### Recorded data

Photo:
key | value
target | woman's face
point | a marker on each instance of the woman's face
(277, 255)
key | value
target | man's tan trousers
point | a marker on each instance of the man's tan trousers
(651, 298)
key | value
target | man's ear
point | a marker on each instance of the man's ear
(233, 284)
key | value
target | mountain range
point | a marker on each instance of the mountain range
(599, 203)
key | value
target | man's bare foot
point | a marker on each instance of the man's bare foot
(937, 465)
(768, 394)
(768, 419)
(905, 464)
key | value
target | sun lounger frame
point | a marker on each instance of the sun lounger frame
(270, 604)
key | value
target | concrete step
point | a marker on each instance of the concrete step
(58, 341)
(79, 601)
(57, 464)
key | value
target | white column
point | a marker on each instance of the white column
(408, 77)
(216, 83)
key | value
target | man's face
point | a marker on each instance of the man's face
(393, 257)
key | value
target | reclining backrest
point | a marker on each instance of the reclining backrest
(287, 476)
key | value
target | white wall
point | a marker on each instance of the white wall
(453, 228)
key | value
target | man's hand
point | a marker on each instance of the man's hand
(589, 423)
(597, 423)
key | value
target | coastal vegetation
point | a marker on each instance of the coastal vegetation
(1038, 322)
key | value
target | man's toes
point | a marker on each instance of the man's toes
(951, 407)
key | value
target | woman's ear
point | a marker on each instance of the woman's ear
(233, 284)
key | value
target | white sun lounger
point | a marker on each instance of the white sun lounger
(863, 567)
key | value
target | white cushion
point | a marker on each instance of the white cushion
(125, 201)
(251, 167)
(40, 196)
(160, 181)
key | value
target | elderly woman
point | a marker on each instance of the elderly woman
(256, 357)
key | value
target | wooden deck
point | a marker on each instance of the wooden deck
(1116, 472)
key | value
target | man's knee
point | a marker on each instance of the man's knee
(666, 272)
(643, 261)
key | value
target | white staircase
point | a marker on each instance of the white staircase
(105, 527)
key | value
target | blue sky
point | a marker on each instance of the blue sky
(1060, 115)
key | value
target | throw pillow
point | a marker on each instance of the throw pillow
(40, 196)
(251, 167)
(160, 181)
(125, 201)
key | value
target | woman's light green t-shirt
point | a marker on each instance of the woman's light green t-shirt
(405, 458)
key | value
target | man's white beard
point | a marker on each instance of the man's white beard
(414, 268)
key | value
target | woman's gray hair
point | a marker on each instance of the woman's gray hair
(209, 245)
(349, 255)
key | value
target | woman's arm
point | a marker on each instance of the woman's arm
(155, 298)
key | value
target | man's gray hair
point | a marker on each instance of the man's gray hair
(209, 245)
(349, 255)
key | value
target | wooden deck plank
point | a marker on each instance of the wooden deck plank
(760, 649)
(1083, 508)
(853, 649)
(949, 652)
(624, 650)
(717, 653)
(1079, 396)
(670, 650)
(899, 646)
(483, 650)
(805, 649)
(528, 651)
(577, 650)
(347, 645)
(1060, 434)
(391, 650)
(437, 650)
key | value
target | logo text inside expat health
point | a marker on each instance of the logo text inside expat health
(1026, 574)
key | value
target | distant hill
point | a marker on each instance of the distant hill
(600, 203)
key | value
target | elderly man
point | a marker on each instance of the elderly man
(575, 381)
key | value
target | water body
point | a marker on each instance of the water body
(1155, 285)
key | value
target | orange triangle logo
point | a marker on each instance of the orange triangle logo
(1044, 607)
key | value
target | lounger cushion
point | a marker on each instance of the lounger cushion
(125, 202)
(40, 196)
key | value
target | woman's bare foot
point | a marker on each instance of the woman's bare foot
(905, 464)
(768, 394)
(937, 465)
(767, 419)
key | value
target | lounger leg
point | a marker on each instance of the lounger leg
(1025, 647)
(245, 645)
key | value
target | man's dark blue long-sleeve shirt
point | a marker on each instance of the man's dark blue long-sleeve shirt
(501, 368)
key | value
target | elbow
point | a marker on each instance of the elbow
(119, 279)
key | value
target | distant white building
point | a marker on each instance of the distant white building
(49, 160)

--

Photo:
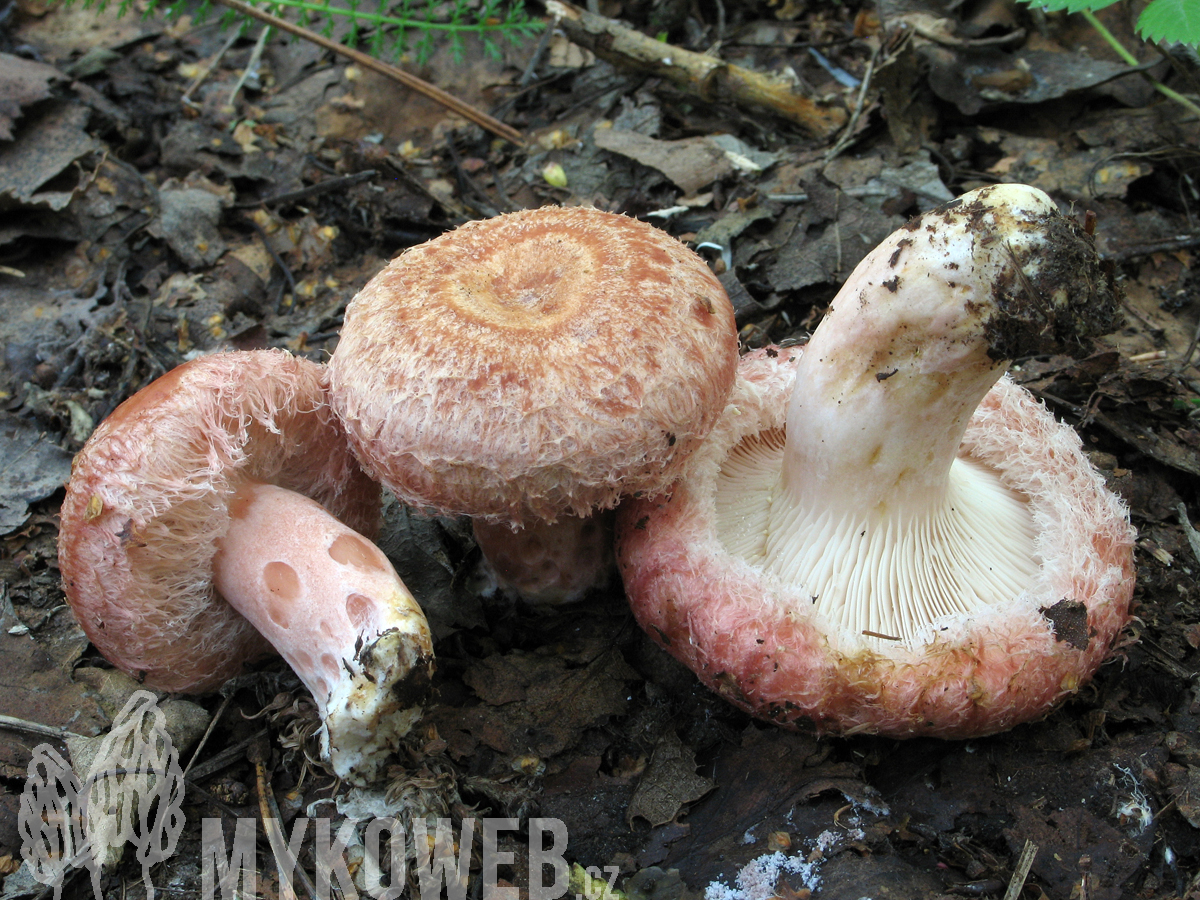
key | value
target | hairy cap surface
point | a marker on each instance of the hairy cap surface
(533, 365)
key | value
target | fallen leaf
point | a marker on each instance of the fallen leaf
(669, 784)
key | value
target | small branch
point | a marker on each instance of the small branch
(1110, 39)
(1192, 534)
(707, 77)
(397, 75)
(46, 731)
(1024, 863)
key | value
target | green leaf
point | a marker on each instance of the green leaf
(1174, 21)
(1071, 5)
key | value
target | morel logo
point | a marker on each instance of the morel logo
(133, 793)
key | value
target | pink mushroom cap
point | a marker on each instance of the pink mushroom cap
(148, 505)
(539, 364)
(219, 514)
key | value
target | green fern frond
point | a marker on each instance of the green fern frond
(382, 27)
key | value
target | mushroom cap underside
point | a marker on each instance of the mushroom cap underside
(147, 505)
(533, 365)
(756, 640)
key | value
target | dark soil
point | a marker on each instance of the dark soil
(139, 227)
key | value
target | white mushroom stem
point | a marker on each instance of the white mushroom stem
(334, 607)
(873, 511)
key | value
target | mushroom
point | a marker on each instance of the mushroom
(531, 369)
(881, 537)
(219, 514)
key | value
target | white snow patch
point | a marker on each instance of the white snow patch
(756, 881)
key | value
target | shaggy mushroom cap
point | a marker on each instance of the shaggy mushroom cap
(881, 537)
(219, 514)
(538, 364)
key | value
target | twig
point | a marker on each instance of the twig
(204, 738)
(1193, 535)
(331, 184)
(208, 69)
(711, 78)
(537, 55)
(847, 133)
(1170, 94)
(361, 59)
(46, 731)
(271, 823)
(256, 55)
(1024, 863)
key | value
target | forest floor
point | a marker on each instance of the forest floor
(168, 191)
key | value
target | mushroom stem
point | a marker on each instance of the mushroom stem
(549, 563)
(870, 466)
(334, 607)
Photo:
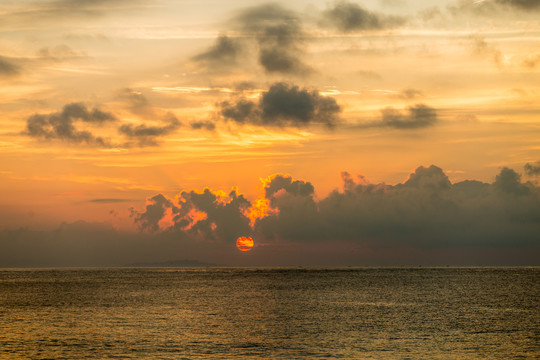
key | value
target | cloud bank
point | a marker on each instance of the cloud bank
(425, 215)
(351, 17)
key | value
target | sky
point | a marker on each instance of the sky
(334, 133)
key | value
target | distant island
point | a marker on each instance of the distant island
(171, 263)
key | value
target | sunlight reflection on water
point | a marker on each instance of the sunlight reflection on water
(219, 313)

==

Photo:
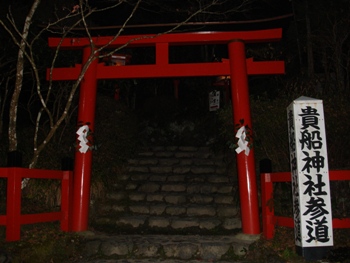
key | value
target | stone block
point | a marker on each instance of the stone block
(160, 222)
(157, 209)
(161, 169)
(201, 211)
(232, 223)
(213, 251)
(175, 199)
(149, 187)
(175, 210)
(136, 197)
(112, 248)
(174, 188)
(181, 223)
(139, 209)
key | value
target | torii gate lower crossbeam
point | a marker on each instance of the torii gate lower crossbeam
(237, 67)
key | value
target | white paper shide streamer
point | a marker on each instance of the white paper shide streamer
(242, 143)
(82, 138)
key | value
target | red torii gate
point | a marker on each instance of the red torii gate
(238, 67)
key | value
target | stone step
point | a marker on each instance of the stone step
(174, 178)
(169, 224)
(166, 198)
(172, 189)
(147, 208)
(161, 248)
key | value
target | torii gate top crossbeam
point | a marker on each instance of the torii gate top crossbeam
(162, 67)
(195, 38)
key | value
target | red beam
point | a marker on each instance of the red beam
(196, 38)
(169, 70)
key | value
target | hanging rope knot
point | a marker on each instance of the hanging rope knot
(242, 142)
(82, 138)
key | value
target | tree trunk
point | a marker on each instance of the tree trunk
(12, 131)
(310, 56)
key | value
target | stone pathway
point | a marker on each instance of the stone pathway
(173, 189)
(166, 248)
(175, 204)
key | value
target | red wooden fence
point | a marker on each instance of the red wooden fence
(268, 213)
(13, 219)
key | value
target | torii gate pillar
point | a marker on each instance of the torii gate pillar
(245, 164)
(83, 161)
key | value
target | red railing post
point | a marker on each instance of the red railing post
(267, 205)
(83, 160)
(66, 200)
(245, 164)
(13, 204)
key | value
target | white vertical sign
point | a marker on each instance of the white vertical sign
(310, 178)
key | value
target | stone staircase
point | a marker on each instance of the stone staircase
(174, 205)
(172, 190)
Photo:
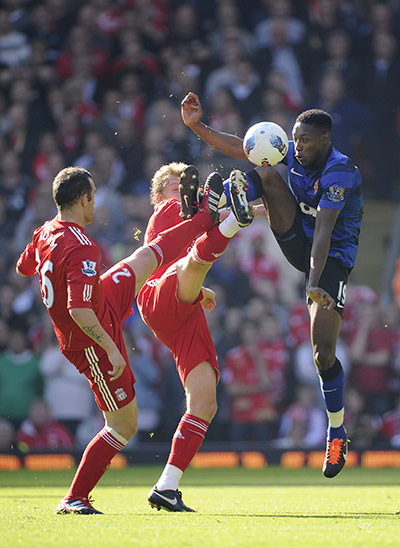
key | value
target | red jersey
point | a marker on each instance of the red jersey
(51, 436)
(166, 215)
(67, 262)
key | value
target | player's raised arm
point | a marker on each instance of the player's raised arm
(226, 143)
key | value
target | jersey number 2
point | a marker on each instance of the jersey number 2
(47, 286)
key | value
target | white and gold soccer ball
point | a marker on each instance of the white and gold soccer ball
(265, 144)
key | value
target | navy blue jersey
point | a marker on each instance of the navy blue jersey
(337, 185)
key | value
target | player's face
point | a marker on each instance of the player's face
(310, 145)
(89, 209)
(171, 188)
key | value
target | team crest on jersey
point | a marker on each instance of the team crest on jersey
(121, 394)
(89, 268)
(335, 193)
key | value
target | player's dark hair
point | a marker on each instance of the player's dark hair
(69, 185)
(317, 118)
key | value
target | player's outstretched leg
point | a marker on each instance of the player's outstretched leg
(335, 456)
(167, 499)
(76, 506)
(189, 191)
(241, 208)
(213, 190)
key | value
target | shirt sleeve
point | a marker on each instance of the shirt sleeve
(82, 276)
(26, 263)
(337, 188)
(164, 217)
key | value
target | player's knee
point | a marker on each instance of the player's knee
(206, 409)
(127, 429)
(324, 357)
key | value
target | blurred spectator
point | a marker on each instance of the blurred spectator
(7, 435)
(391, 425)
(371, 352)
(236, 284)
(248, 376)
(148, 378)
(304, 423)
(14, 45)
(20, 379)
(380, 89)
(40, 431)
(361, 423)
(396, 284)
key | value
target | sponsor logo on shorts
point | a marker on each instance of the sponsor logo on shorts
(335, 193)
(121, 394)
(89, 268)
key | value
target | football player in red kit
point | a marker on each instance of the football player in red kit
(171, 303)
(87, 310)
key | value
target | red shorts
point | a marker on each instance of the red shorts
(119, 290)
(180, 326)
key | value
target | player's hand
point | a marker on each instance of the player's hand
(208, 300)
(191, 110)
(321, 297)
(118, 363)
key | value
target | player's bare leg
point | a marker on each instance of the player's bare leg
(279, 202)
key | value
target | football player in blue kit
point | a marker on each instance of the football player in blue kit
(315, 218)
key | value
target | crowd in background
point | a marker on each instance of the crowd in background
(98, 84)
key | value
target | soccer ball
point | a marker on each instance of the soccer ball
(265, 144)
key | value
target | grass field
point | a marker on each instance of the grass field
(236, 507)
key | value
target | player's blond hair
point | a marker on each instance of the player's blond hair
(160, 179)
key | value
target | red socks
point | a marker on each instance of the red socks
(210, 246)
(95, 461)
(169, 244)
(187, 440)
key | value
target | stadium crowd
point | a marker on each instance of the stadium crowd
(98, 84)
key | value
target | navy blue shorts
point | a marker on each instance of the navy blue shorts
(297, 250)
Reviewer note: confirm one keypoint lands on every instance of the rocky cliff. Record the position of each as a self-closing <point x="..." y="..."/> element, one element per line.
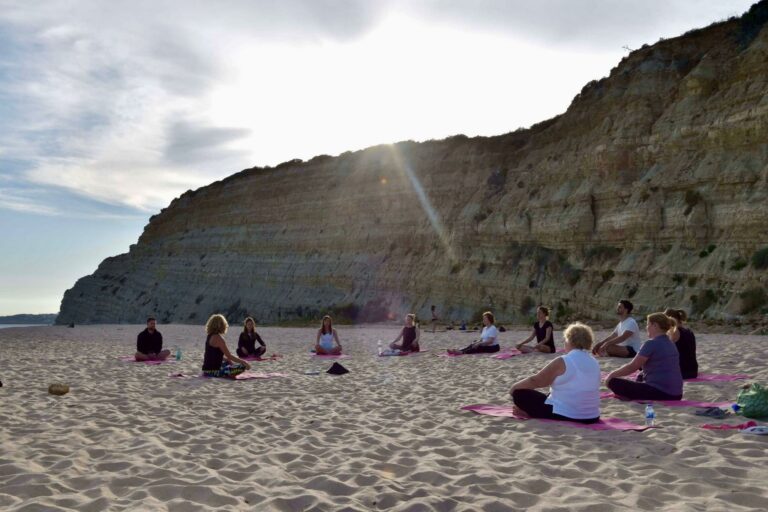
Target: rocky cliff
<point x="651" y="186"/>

### Task requirements
Word for word, restate the lines of the listing above starting at the line with "point | a marker on each instance of the morel" and ending at the line with "target | white mushroom stem", and nothing outside them.

### The completed task
point | a marker on each instance of the morel logo
(133, 793)
key | value
target | pink mushroom cap
point | a marker on each instance of the pink mushroom cap
(148, 505)
(539, 364)
(219, 514)
key | value
target | green fern frond
point | a marker on each instance of the green fern frond
(382, 27)
key | value
target | mushroom cap underside
point | a marker on each instance of the mushroom cap underside
(147, 505)
(533, 365)
(756, 640)
key | value
target | dark soil
point | a marker on each instance of the dark soil
(139, 227)
key | value
target | white mushroom stem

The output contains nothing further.